**Written request**
Continue the piece on Chibardun Telephone Cooperative's wireless broadband from the point where it stops.

**Source extract**
Cameron, Wis.-based Chibardun Telephone Cooperative is one of the few. Chibardun (pronounced Sh-bard-dun) is reaching homes scattered throughout the hills and woods of northwest Wisconsin, just north of Eau Claire, through its CTC subsidiary. WIMAX is just one method it is using, but it is the fastest-growing part of the company's business.
Rick Vergin, CEO of Chibardun, said the company is breaking new ground in the independent market. “The ultimate thing for us is to get fiber to the home, but until that happens we need something in between,” he said.
CTC was launched in 1996 as one of the first facilities-based CLECs and extended Chibardun services to Barron, Chetek and Rice Lake, Wis. It was a C Block winner back in 2002 and now has five towers running wireless broadband mostly over the 700 MHz band, with a little 900 MHz mixed in for good measure.

**Record excerpts**
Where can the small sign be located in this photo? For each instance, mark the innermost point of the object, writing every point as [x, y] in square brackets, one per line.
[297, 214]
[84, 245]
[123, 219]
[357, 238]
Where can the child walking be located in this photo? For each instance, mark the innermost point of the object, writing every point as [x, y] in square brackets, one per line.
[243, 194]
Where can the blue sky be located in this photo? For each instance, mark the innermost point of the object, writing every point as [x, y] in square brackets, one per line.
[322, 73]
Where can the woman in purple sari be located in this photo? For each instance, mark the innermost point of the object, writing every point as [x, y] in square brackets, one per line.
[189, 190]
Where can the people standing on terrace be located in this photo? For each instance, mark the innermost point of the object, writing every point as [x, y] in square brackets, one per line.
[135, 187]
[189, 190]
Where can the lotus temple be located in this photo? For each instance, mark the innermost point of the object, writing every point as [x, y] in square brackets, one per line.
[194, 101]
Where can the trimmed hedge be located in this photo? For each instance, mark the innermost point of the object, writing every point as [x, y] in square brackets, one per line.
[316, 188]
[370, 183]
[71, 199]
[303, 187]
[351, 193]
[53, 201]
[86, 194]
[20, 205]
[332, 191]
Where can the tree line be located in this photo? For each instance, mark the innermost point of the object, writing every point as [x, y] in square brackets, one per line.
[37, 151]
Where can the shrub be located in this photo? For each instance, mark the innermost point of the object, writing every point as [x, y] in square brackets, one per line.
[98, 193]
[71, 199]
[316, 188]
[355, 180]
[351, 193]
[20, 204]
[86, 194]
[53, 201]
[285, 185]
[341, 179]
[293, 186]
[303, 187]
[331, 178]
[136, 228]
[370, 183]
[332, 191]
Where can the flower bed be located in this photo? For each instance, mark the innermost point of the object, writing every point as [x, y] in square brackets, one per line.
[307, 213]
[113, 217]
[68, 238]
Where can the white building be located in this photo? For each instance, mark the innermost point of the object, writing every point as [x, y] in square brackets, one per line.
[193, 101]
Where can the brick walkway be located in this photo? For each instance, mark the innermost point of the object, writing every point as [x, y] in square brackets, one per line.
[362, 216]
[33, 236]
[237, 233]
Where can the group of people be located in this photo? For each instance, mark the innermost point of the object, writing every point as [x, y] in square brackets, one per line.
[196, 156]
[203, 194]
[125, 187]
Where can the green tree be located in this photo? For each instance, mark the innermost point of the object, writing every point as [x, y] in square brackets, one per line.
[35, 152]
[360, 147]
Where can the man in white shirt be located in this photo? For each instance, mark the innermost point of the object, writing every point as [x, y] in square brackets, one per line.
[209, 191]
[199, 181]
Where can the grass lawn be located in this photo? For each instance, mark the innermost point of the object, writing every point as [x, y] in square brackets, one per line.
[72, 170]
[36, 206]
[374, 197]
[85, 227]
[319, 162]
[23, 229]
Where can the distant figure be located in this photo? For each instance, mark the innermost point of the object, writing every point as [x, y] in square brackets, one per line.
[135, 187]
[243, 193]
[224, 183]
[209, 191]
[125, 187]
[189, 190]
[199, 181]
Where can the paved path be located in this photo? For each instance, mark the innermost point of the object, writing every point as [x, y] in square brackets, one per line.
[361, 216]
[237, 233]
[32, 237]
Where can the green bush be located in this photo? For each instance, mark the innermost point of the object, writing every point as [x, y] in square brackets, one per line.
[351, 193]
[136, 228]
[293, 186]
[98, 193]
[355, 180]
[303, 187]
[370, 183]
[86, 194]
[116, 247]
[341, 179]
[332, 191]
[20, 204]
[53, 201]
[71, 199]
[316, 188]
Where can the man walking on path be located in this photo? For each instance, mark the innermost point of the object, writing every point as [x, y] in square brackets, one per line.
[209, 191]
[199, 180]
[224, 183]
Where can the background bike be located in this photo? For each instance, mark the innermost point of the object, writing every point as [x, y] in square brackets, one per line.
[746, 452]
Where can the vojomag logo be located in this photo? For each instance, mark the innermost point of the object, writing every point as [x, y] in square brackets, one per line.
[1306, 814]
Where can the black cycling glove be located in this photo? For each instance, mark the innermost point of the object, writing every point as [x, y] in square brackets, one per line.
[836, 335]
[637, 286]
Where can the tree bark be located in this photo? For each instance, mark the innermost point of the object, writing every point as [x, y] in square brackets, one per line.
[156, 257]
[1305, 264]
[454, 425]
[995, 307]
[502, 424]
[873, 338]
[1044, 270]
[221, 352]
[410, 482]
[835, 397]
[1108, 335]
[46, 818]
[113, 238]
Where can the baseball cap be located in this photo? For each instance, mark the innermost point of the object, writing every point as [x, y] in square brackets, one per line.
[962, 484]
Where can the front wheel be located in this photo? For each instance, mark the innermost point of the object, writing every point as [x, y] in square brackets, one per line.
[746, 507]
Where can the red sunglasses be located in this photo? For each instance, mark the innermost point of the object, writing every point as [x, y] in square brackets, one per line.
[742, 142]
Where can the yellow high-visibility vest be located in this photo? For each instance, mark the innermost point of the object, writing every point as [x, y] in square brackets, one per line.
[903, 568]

**Response to the task**
The company bundles its broadband access service with its wireless voice-over-IP (VoIP) service for $44.95 per month and calls it Access Plus. Not WiMAX, not wireless or wireline — just access. Access Plus.
CTC went operational with Soma Networks' 700 MHz band FlexMax system in August of last year. While the broadband speeds of 1.5 Mb/s download and 256K upload can't match cable or DSL access technologies, Vergin said he is very happy with the service, especially the coverage and the ability to support VoIP.
“We found out early on in this game that if you just run regular VoIP over your layered broadband, it eats up a lot of capacity.” Vergin said. He added that Soma's proprietary method significantly reduces bandwidth consumption.